• _FRAGMENTO PARA LEER_:
▶

Mi amiga se revolvió nerviosa en la silla. Me dedicó una mirada un poco sobresaltada. Nos habíamos conocido en la Universidad, donde siempre le había parecido "curioso" que me llamara "bruja", que insistiera en conservar las tradiciones de mi familia, que celebrara esa noción del conocimiento muy humilde, sencillo pero profundamente enriquecedor. Pero ahora, en plena adultez, esa noción sobre mi misma parecía escandalizarla, preocuparla y directamente, irritarla. Me entristeció el pensamiento que la Bruja histórica se hubiese transformado en una idea capaz de asustar y aterrorizar, una imagen borrosa de los temores y prejuicios en la memoria de la humanidad.

- Eso suena poético - dijo por último. Se encogió de hombros - Pero tienes que admitir que la palabra "bruja" no tiene un significado único. Que como yo la concibo es muy diferente a quien eres. O al menos, para lo que para ti simboliza. Para mí la bruja es un personaje misterioso e incluso atemorizante.

Pensé en mi abuela, riendo en su biblioteca desordenada, rodeada de libros, hojas de papel, de objetos curiosos. En su forma de asombrarse por las pequeñas cosas, en su amor por los cielos azules de diciembre. En su poderosa filosofía sobre la vida, en sus manos que podían coser y escribir con tanta habilidad. En las noches de los rituales de Luna llena, con el olor del cielo nocturno rodeándonos. Su hermosa voz al cantar e invocar. ¿Cuando esa imagen, transmitida de generación en generación se había hecho temible? ¿Que había ocurrido en los infinitos ciclos de la historia para transformarla en una imagen que aterrorizaba? Imaginé a las brujas de antaño. A las madres que conocían la sabiduría de las plantas para curar a sus hijos, a la mujer que sabía como consolar los terribles dolores de parto con el conocimiento susurrado a su odio desde niña. A la joven que corría por los campos en flor, los brazos en alto, libre y extraordinaria, desnuda bajo la luz de la Luna. ¿Cuando eso se había hecho ambiguo y temible? ¿Cuando ese poder de un pasado místico y profundamente espiritual se habían transformado en otra cosa? Apreté los labios disgustada, irritada, simplemente triste.

◀

• _CONSIGNA 1_:
Indique si cada afirmación coincide con el fragmento y cite entre comillas las palabras del texto que lo deciden.
(a) Quien narra y su amiga se conocieron en la Universidad.
(b) Para la amiga, la bruja es un personaje misterioso e incluso atemorizante.
(c) La abuela no tenía habilidad para coser.
• _CONSIGNA 2_:
Responda cada pregunta en una línea según el fragmento.
(a) ¿Cómo dice la amiga que suena lo que acaba de escuchar?
(b) ¿En qué lugar aparece riendo la abuela?
(c) ¿De qué mes eran los cielos azules que amaba la abuela?

• _BLOQUE DE MATERIAL_:
▶

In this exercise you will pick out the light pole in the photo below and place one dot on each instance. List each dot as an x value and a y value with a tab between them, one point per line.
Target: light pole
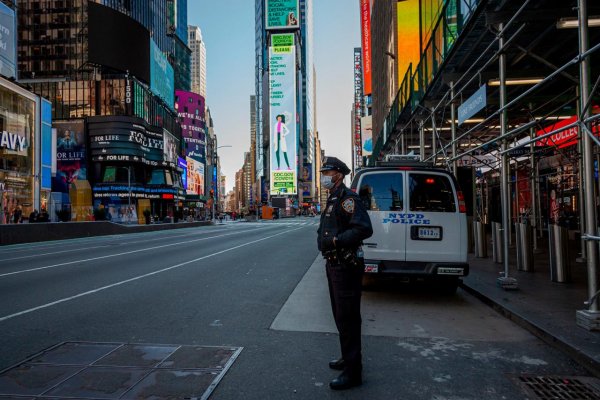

◀

• _RESPUESTA ESPERADA 1_:
(a) Sí: «Nos habíamos conocido en la Universidad».
(b) Sí: «Para mí la bruja es un personaje misterioso e incluso atemorizante».
(c) No: «en sus manos que podían coser y escribir con tanta habilidad».

• _RESPUESTA ESPERADA 2_:
(a) Dice que suena poético.
(b) Aparece riendo en su biblioteca desordenada.
(c) Eran los cielos azules de diciembre.